**WORK TO COMPLETE**
For the entries that follow, restate word for word the line containing "Query: wooden cabinet", the line containing "Query: glassware on shelf", and every line that lies between them.
=== Section Start ===
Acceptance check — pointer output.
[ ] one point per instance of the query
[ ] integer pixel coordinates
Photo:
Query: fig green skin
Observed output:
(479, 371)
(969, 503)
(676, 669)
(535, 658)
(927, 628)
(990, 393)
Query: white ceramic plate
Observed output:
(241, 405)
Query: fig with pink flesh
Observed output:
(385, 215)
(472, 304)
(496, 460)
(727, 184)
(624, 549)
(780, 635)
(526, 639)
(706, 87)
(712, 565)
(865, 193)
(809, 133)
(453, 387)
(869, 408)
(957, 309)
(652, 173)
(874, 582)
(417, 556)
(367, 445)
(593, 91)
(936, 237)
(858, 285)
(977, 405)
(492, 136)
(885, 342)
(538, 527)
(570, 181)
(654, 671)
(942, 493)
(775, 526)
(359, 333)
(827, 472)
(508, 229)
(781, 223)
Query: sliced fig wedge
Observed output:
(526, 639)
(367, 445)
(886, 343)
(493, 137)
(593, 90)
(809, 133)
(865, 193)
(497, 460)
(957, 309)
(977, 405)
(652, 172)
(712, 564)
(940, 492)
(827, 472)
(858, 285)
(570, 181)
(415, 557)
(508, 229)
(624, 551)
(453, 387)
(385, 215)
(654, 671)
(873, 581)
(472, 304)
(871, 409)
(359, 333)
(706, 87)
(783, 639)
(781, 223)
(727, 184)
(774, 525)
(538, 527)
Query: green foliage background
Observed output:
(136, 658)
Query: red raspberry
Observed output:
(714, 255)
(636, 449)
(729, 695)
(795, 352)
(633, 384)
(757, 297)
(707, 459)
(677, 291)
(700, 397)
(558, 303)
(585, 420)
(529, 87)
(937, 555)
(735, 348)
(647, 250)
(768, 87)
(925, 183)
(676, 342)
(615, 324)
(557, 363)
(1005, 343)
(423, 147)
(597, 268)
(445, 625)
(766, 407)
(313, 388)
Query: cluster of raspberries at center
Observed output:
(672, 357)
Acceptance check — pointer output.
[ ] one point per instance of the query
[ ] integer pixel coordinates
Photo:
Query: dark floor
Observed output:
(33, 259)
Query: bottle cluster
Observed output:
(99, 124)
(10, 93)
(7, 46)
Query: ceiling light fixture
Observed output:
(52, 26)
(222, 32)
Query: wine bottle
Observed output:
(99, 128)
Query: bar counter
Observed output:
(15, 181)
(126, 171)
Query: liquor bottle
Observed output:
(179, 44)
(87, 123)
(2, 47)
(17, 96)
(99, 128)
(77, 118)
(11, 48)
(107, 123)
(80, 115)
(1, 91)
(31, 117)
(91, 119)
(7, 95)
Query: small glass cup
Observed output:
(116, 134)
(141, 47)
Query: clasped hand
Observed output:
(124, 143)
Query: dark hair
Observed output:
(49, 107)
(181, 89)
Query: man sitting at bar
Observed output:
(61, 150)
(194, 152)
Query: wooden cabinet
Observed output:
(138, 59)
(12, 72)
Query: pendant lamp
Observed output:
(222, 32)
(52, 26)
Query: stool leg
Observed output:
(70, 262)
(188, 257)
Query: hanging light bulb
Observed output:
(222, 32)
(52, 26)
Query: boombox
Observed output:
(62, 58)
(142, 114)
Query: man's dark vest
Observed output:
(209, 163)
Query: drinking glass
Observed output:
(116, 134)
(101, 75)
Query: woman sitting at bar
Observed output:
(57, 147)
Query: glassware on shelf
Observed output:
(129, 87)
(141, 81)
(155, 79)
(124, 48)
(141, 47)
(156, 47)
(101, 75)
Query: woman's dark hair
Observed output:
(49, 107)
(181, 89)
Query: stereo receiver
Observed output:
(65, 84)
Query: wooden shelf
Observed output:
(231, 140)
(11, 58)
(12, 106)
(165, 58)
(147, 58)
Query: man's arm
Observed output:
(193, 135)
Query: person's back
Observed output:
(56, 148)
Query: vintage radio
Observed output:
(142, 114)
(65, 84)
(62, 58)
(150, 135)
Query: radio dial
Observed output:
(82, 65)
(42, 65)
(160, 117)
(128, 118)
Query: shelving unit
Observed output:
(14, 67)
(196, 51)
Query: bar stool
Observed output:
=== Section End ===
**YOUR RESPONSE**
Query: wooden cabinet
Observed output:
(138, 59)
(12, 72)
Query: pendant lamp
Observed output:
(222, 32)
(52, 26)
Query: stool leg
Observed output:
(70, 262)
(188, 257)
Query: hanging light bulb
Observed output:
(222, 32)
(52, 26)
Query: boombox
Observed output:
(62, 58)
(142, 114)
Query: man's dark vest
Observed output:
(209, 163)
Query: drinking glass
Observed output:
(116, 134)
(101, 75)
Query: woman sitting at bar
Observed output:
(57, 147)
Query: glassware on shelf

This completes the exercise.